*** EXTRACTED DATA ***

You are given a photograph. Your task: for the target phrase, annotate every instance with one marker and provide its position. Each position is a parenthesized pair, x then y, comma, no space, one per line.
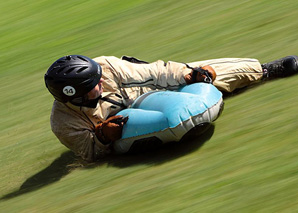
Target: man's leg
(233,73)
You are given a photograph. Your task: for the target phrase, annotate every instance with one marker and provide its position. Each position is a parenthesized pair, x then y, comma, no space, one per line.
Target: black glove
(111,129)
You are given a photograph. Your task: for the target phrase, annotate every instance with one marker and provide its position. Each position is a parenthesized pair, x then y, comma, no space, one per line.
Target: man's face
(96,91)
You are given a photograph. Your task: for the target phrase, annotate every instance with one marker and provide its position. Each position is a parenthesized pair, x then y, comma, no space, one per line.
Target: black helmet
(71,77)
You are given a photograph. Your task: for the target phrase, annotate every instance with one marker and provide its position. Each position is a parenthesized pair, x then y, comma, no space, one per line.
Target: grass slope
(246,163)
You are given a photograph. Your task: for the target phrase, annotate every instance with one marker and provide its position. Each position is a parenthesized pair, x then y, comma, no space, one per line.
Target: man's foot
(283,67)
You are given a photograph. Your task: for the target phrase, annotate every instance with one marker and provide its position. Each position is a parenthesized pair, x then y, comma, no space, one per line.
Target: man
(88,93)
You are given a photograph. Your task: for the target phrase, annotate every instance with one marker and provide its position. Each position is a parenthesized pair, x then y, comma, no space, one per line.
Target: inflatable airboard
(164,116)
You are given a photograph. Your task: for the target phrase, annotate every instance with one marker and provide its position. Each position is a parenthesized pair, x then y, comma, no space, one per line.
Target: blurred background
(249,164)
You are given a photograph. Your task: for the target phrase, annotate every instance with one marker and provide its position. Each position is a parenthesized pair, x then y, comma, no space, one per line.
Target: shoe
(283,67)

*** End of EXTRACTED DATA ***

EXERCISE DESCRIPTION. The records above need to be given again exactly. Omit the pictures.

SOLUTION FOR THIS PROBLEM.
You are given a photograph. Your task: for the target phrase, annotate every instance with one marker and provide its position. Each position is a parenthesized pair, x then y, comma, no space, one per line.
Target: man's leg
(233,73)
You are given a photograph. Your task: for the target phrase, annotate every instance with one marker and provide its position. Each position is a parenthesized pair, x then y, comma, no space, one per line.
Target: black glove
(111,129)
You are given a photograph. Your task: for the target phrase, annotate every instance with one marker and provide its position. Each position is a parenthesized pair, x then y, comma, no space, one per line.
Target: man's face
(96,91)
You are given a photograph. Your task: for the target phrase, annotate every instance with one marker and provide its position. Each position is a parenthesized pair, x then y, comma, no space, one per line.
Target: black helmet
(71,77)
You are given a photograph. Your task: for the target phrase, annotate every instance with one marker and provide its position. Each position is a parenthesized pair, x then y, comma, no space, one per line.
Target: grass slope
(246,163)
You are given a photograph. Your task: for the target phrase, annotate every instance with one marker and provide its position. Each position is a parenthesized pair, x then y, comma, no space, one per line.
Target: man's foot
(283,67)
You are given a photograph. Your task: for the target phrase, annotate every instance with one marker and provide its position. Each position is a parenthesized pair, x then y, comma, no space, one per line.
Target: man
(88,93)
You are given a photograph. Your task: for the target phrase, annotate every instance with one marker and provide its position. Each position is a parenthesized pair, x then y, comma, no space, one per line.
Target: inflatable airboard
(164,116)
You are given a photograph. Your task: for the target phrase, annotate every instance with one marker and provide its position. Each position is a parenthesized pair, x then y, comma, no space, one per line.
Target: blurred background
(249,164)
You are given a photograph. Your task: for the target phrase, annotate every instance with one marker and provide its position. Each position is a parenthesized pair, x then y, comma, no space, one per line.
Target: shoe
(283,67)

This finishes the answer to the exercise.